Excerpt from a dataset:

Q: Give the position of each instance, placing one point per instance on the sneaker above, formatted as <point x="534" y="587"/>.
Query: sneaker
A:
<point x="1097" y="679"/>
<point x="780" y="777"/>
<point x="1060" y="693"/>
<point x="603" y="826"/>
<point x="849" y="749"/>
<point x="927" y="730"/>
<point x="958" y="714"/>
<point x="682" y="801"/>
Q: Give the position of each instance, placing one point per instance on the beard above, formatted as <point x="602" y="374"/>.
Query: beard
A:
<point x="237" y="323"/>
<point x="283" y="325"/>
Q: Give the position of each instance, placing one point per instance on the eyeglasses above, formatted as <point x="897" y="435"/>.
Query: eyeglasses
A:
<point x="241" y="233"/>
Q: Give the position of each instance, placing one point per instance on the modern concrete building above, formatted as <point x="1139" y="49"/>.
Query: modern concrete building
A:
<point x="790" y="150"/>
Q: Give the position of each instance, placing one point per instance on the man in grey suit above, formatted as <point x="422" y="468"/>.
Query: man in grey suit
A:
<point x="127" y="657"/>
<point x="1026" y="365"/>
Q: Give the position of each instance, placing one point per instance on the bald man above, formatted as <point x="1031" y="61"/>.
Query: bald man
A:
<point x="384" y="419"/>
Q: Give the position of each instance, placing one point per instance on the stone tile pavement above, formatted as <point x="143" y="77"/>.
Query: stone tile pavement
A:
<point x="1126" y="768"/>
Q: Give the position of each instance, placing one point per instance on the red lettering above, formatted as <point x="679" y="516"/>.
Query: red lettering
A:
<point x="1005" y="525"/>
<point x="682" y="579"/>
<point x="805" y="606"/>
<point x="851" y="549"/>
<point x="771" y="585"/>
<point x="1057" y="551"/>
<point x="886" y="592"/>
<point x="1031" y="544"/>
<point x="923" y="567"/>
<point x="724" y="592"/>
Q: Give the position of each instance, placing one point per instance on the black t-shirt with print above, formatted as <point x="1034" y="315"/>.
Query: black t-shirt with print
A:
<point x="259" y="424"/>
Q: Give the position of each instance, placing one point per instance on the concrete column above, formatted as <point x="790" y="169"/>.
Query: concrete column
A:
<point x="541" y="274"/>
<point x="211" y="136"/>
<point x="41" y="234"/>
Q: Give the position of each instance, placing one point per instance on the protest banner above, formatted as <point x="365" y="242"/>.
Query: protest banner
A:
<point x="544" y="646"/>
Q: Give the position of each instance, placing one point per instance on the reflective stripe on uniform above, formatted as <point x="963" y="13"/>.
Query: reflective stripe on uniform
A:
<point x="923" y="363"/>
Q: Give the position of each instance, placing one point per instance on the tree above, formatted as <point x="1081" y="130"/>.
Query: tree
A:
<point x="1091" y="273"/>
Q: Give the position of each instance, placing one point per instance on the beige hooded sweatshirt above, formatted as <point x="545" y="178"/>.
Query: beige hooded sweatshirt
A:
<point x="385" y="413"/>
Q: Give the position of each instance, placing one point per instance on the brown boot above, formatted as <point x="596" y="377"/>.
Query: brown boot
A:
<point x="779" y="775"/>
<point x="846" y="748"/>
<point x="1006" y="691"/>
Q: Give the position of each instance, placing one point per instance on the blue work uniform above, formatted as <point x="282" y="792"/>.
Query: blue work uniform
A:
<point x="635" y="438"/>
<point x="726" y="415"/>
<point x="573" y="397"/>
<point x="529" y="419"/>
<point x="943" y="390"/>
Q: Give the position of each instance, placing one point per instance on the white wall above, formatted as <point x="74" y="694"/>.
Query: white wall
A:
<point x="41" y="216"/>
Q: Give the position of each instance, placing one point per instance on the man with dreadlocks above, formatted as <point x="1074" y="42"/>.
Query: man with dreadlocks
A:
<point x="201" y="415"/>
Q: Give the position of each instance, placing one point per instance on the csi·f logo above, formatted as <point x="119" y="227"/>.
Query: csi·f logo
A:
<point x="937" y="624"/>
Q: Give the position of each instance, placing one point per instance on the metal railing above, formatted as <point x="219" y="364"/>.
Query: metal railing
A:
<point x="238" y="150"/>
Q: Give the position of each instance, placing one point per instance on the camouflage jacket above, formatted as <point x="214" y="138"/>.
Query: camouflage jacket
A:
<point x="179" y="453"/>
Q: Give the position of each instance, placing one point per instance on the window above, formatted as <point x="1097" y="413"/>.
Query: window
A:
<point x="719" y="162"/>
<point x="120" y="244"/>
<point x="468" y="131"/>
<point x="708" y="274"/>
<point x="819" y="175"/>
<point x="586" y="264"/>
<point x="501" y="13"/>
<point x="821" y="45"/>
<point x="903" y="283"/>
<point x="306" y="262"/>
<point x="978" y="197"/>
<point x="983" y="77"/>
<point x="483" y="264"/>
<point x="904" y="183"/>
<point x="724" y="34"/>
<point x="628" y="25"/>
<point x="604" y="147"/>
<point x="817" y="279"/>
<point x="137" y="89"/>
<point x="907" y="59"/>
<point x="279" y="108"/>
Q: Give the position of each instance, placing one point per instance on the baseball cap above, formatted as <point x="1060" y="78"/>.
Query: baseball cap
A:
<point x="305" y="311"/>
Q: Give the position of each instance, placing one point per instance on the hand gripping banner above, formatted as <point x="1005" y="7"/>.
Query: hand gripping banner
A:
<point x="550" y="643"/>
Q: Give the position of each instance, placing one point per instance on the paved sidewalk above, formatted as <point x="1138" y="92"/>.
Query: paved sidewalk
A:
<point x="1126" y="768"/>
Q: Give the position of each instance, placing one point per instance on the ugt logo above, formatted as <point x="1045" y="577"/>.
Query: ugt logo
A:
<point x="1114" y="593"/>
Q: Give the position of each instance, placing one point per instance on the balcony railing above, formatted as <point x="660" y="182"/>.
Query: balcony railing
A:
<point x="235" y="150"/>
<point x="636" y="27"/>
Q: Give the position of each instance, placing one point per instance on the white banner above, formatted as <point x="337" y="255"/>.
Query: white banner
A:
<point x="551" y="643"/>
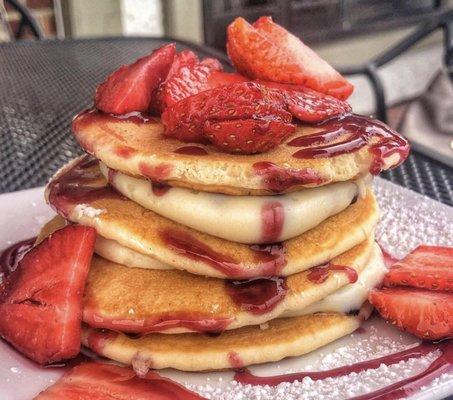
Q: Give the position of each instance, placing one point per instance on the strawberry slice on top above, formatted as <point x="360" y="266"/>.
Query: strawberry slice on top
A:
<point x="426" y="314"/>
<point x="189" y="76"/>
<point x="41" y="300"/>
<point x="429" y="267"/>
<point x="308" y="105"/>
<point x="242" y="118"/>
<point x="267" y="51"/>
<point x="130" y="88"/>
<point x="99" y="381"/>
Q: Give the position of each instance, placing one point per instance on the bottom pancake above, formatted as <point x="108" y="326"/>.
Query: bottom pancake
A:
<point x="280" y="338"/>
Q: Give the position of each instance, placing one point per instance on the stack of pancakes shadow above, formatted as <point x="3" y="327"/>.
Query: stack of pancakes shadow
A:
<point x="207" y="260"/>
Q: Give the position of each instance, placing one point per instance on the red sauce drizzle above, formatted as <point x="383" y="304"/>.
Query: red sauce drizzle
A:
<point x="279" y="179"/>
<point x="273" y="218"/>
<point x="359" y="130"/>
<point x="124" y="151"/>
<point x="156" y="173"/>
<point x="235" y="360"/>
<point x="159" y="189"/>
<point x="258" y="295"/>
<point x="191" y="150"/>
<point x="79" y="184"/>
<point x="191" y="321"/>
<point x="320" y="273"/>
<point x="271" y="258"/>
<point x="397" y="390"/>
<point x="92" y="116"/>
<point x="11" y="256"/>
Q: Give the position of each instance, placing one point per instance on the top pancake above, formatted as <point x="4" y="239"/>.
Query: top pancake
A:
<point x="137" y="147"/>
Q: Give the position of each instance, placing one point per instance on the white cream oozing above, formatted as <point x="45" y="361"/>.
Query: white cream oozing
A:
<point x="351" y="297"/>
<point x="243" y="219"/>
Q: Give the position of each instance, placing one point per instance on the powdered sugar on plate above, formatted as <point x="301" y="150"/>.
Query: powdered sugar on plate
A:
<point x="407" y="220"/>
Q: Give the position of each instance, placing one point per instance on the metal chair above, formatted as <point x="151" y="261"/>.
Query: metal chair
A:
<point x="27" y="20"/>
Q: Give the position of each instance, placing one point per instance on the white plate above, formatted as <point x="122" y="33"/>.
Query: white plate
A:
<point x="407" y="219"/>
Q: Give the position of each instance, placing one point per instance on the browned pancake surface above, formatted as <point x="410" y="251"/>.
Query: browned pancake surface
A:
<point x="140" y="149"/>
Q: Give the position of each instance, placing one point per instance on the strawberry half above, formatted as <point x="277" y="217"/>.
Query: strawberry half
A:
<point x="429" y="267"/>
<point x="427" y="315"/>
<point x="41" y="301"/>
<point x="309" y="105"/>
<point x="188" y="76"/>
<point x="131" y="87"/>
<point x="268" y="51"/>
<point x="242" y="117"/>
<point x="107" y="382"/>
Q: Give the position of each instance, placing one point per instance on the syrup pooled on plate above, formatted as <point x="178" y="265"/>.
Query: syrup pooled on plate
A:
<point x="400" y="389"/>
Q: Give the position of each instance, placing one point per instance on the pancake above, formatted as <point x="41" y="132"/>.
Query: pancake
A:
<point x="137" y="147"/>
<point x="237" y="348"/>
<point x="142" y="301"/>
<point x="80" y="193"/>
<point x="243" y="219"/>
<point x="108" y="249"/>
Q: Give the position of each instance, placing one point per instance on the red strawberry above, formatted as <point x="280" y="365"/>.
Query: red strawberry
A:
<point x="247" y="136"/>
<point x="309" y="105"/>
<point x="130" y="87"/>
<point x="429" y="267"/>
<point x="425" y="314"/>
<point x="99" y="381"/>
<point x="185" y="58"/>
<point x="268" y="51"/>
<point x="219" y="78"/>
<point x="187" y="78"/>
<point x="242" y="117"/>
<point x="41" y="304"/>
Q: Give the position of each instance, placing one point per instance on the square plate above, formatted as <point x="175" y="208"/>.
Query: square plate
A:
<point x="407" y="219"/>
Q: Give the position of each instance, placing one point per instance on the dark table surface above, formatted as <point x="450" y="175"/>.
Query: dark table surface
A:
<point x="44" y="84"/>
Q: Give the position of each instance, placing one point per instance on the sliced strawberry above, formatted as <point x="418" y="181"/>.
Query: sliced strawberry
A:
<point x="261" y="121"/>
<point x="425" y="314"/>
<point x="41" y="304"/>
<point x="99" y="381"/>
<point x="429" y="267"/>
<point x="247" y="136"/>
<point x="185" y="58"/>
<point x="130" y="87"/>
<point x="187" y="79"/>
<point x="309" y="105"/>
<point x="268" y="51"/>
<point x="220" y="78"/>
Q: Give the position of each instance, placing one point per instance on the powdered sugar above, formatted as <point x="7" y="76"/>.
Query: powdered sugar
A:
<point x="407" y="220"/>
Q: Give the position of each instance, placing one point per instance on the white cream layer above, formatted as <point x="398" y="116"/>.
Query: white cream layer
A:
<point x="243" y="219"/>
<point x="350" y="297"/>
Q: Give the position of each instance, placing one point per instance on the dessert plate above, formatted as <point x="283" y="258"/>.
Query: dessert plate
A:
<point x="24" y="212"/>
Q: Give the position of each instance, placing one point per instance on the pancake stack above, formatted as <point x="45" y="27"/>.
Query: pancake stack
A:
<point x="207" y="260"/>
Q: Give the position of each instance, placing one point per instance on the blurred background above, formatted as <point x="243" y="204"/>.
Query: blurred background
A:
<point x="345" y="32"/>
<point x="397" y="53"/>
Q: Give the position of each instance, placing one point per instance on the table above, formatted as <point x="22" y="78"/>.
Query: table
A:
<point x="44" y="84"/>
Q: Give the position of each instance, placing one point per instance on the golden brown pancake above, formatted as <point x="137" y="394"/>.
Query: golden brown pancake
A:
<point x="141" y="301"/>
<point x="85" y="198"/>
<point x="282" y="338"/>
<point x="140" y="149"/>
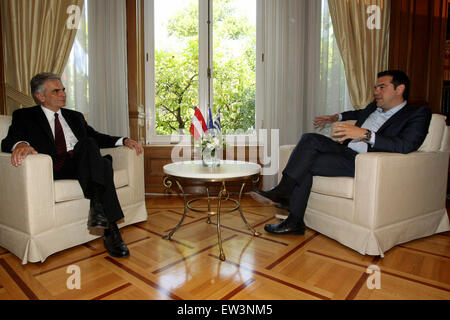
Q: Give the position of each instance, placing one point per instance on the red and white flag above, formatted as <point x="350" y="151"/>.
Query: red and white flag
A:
<point x="198" y="126"/>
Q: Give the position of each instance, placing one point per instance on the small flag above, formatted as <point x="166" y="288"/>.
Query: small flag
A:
<point x="198" y="126"/>
<point x="210" y="121"/>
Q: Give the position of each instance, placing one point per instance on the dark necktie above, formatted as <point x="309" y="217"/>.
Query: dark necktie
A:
<point x="60" y="142"/>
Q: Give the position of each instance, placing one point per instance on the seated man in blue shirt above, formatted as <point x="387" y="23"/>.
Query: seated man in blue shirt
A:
<point x="388" y="124"/>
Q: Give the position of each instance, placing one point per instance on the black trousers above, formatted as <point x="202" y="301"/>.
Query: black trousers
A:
<point x="95" y="173"/>
<point x="316" y="155"/>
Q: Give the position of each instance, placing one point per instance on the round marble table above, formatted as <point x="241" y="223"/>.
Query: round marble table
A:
<point x="228" y="170"/>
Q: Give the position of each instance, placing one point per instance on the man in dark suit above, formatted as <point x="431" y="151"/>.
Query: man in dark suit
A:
<point x="388" y="124"/>
<point x="75" y="150"/>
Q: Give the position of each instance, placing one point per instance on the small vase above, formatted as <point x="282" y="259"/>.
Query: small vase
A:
<point x="210" y="158"/>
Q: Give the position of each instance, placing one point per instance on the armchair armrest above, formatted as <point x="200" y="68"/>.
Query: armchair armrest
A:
<point x="393" y="187"/>
<point x="125" y="158"/>
<point x="27" y="194"/>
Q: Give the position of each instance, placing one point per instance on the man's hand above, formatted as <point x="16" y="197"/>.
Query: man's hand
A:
<point x="21" y="151"/>
<point x="321" y="121"/>
<point x="343" y="131"/>
<point x="133" y="145"/>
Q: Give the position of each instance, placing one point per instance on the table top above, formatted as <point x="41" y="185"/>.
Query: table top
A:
<point x="227" y="170"/>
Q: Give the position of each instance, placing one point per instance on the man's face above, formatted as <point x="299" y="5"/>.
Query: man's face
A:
<point x="386" y="96"/>
<point x="54" y="97"/>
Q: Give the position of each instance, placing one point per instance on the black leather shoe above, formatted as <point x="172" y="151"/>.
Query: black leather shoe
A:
<point x="286" y="227"/>
<point x="273" y="196"/>
<point x="114" y="244"/>
<point x="97" y="217"/>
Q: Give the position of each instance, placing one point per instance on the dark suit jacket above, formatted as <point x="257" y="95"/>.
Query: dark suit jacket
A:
<point x="31" y="125"/>
<point x="404" y="132"/>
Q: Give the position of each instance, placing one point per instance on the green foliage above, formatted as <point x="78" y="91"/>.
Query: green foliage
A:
<point x="233" y="75"/>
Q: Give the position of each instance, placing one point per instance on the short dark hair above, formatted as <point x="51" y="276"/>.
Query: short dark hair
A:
<point x="398" y="77"/>
<point x="38" y="81"/>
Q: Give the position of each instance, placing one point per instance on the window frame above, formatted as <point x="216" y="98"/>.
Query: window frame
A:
<point x="205" y="90"/>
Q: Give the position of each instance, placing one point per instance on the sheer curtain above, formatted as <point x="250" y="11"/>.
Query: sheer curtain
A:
<point x="108" y="86"/>
<point x="334" y="97"/>
<point x="304" y="74"/>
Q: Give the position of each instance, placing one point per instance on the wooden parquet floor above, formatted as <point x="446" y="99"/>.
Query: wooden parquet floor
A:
<point x="311" y="267"/>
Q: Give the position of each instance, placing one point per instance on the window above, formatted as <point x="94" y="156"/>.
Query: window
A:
<point x="76" y="74"/>
<point x="191" y="63"/>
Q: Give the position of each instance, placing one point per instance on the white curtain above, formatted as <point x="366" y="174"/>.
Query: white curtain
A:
<point x="304" y="73"/>
<point x="108" y="87"/>
<point x="292" y="61"/>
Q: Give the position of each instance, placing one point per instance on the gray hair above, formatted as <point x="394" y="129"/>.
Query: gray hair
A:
<point x="38" y="81"/>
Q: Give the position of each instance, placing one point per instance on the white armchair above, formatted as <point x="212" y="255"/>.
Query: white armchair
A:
<point x="39" y="216"/>
<point x="394" y="198"/>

◆ Written task
Set down the lines starting with the line that contains "the white armchair" and going on through the last line, reproducing each one without any change.

◆ Expected answer
Q: Give the position of each instance, placing one point per instance on the white armchair above, formatted as <point x="212" y="255"/>.
Query: white armchair
A:
<point x="39" y="216"/>
<point x="394" y="198"/>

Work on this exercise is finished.